ABOUT THIS TASK ▸ Each line that includes the word "picnic" should be copied from the records.

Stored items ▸
++++++++++++++++++++
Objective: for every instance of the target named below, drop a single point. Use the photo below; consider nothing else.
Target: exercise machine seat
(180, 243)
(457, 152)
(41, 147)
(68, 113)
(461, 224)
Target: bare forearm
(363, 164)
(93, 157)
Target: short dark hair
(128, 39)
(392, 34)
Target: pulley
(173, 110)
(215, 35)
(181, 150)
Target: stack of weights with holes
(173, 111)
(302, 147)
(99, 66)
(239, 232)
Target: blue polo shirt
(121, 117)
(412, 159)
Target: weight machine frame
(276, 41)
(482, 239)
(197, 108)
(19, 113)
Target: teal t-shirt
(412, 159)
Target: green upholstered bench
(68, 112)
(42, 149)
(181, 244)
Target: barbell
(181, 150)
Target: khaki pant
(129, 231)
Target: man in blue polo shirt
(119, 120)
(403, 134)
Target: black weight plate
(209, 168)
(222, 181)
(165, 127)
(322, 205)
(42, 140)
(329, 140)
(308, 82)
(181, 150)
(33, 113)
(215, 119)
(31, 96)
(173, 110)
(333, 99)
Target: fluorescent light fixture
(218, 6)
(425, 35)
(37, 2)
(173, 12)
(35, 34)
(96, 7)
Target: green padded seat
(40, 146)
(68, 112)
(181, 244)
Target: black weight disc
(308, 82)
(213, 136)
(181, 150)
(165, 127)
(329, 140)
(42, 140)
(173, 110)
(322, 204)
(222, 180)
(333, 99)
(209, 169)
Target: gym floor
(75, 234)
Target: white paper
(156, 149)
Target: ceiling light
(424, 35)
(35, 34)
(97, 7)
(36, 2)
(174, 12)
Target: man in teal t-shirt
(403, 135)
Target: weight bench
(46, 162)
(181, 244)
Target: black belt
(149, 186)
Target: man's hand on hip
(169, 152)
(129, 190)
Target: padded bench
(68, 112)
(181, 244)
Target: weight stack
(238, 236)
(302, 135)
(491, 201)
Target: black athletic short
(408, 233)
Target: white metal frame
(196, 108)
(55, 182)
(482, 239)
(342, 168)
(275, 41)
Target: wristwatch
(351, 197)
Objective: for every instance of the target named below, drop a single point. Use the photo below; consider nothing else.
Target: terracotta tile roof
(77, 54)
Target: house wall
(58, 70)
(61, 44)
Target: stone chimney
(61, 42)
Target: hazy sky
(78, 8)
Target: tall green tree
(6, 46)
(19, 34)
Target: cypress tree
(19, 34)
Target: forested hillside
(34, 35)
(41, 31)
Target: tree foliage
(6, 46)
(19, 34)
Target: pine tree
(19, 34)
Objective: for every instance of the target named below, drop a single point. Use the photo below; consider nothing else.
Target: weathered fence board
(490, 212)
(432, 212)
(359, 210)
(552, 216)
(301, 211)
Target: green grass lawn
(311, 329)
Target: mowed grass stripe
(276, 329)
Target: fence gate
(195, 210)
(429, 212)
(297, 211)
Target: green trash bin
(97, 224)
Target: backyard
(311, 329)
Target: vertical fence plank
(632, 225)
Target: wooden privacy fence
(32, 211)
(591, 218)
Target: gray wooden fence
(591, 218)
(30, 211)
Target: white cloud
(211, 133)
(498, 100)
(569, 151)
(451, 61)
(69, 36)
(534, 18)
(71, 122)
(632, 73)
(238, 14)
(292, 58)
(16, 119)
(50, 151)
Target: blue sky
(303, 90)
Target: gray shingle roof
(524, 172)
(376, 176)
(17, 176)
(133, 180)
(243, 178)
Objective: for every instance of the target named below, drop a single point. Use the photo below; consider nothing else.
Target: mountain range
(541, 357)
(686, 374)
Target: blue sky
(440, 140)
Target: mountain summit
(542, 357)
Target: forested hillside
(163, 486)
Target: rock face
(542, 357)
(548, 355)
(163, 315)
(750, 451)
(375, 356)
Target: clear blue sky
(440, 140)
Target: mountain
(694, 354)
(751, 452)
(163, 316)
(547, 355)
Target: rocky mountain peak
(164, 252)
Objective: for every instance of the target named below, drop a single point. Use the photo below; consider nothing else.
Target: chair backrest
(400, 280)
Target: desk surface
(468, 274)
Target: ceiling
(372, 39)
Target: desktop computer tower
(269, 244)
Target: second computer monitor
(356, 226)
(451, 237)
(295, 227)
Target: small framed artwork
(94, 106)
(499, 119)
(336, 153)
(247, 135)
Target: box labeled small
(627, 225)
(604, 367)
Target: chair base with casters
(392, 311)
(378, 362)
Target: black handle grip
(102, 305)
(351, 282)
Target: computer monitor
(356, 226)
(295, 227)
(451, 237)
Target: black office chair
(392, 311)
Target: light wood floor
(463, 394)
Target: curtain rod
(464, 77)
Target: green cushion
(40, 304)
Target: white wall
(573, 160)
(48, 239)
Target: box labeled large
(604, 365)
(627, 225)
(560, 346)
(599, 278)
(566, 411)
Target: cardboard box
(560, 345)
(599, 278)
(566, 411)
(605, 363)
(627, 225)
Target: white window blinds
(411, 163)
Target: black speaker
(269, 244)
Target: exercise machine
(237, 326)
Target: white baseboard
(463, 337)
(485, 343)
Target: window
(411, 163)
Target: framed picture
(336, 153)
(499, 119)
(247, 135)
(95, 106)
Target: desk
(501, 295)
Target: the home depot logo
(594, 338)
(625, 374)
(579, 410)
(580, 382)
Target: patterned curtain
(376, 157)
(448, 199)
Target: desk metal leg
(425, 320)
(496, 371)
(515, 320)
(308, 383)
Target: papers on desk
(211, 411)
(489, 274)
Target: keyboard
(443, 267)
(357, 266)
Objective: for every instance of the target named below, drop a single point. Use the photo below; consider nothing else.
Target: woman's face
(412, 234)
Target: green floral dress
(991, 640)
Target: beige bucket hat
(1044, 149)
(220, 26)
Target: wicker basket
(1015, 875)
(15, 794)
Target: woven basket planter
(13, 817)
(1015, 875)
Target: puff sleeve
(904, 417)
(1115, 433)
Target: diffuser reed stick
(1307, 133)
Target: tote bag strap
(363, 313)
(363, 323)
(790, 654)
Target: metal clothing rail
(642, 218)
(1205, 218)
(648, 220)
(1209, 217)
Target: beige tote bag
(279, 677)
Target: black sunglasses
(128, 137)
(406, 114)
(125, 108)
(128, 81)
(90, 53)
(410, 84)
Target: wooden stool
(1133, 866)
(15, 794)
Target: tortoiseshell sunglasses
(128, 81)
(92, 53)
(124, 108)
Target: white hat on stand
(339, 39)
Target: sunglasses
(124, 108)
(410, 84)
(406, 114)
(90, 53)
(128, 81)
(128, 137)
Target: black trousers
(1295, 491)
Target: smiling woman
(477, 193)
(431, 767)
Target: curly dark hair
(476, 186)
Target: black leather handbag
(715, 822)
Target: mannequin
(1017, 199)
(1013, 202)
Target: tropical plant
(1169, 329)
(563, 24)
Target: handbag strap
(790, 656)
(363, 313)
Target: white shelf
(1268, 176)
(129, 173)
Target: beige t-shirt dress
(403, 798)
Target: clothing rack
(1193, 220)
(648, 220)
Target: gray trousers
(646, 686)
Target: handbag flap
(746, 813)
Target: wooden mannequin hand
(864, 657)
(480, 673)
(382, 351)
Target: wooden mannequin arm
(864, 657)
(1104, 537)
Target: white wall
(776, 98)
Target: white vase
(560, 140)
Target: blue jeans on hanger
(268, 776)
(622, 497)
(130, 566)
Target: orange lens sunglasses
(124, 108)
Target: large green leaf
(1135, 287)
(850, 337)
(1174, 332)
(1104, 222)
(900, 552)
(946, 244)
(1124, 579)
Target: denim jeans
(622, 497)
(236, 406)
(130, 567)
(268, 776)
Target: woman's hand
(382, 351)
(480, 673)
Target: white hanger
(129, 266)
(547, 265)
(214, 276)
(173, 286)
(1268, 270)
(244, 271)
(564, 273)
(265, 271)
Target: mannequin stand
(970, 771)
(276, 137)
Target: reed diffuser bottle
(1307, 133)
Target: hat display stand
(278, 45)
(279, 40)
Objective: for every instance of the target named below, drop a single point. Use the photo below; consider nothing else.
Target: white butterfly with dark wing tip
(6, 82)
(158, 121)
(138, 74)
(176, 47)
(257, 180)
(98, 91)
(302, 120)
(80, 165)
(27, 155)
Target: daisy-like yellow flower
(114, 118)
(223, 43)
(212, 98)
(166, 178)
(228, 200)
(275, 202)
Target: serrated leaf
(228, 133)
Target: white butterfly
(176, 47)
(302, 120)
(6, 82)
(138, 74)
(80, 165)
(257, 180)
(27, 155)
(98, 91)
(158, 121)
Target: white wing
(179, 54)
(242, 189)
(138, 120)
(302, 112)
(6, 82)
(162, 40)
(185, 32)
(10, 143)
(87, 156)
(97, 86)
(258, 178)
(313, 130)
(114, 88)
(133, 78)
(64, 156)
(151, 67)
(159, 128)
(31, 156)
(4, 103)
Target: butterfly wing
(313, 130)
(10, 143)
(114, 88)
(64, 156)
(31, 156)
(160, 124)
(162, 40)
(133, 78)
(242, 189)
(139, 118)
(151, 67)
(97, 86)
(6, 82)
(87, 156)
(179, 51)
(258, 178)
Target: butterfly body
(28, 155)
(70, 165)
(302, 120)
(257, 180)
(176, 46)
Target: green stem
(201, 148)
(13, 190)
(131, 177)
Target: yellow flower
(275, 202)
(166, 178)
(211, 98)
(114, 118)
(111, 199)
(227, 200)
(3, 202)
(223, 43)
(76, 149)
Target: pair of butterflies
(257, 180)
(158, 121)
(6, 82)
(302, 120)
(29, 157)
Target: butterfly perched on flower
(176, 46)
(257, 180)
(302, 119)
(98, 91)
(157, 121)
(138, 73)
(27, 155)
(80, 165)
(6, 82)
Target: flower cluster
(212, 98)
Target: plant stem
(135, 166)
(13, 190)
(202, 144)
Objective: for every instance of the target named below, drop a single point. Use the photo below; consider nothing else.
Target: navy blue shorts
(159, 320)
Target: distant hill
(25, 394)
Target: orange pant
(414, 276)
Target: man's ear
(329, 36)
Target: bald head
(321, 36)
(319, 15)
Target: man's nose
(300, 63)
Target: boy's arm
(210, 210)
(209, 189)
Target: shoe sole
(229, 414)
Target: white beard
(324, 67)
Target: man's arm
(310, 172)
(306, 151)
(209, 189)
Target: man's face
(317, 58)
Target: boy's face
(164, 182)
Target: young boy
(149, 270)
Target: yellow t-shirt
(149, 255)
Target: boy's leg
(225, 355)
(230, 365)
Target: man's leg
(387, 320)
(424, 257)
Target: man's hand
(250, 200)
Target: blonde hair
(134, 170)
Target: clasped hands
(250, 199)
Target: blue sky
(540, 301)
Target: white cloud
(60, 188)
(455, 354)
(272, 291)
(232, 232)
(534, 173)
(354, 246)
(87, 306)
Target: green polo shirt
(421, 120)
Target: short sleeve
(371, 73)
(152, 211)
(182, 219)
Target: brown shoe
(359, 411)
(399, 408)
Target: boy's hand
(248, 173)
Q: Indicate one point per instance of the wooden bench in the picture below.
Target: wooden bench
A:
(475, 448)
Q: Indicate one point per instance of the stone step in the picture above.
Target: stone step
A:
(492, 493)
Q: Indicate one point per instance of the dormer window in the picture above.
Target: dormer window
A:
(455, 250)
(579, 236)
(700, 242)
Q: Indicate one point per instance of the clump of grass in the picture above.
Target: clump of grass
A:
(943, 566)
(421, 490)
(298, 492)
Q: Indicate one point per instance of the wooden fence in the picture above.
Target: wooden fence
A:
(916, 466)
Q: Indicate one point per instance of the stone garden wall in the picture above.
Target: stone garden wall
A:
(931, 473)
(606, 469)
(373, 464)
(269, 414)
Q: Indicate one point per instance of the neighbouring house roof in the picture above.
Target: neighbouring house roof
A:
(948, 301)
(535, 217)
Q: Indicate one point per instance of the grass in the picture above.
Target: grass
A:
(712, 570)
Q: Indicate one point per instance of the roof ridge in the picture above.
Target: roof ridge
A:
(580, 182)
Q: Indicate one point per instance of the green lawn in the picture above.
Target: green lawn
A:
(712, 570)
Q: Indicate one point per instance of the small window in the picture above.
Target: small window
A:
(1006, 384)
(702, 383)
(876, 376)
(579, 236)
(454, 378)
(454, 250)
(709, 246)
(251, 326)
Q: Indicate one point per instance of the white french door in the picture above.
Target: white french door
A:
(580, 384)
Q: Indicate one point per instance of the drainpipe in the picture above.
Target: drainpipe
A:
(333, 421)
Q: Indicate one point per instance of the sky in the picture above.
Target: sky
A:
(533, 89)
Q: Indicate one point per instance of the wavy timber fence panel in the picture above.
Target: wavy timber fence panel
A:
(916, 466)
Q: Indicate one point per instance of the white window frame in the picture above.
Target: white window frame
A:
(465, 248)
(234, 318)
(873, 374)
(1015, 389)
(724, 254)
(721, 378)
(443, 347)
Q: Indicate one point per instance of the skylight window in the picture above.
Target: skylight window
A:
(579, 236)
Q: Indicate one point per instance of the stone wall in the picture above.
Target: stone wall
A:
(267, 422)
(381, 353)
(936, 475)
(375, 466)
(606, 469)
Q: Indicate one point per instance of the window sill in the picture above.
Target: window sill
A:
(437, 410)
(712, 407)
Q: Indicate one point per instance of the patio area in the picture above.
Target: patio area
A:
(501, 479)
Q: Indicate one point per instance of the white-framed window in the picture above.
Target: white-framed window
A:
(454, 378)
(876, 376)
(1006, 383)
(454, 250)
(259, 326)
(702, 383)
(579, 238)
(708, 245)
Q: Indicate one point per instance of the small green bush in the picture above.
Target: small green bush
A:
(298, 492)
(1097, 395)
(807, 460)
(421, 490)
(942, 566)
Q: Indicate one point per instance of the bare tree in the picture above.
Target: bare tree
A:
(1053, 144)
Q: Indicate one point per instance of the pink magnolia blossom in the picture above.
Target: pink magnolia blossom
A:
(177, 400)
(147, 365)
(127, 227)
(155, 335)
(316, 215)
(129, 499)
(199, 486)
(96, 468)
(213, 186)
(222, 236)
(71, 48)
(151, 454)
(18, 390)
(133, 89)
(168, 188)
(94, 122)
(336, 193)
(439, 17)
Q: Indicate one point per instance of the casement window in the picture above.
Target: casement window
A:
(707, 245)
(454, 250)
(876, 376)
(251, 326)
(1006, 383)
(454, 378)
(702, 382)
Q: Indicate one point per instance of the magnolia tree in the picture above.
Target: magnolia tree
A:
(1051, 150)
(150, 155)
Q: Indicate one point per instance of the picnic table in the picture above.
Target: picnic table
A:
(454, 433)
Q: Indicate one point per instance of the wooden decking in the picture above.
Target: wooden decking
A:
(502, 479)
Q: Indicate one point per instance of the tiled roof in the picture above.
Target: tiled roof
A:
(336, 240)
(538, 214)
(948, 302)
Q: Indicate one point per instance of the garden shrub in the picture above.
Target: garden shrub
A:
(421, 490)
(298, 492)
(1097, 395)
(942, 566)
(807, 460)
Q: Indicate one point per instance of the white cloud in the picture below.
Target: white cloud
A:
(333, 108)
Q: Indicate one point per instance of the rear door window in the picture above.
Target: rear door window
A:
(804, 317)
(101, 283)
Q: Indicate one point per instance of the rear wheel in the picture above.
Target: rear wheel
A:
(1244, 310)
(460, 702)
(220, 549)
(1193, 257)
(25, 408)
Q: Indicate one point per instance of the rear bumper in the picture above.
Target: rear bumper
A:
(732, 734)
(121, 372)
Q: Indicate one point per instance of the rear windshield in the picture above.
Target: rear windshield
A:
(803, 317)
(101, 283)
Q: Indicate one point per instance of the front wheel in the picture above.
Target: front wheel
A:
++++++++++++++++++++
ANSWER SPACE ▸
Q: Indicate one point per instance of the picnic table in the picture above.
Target: picnic table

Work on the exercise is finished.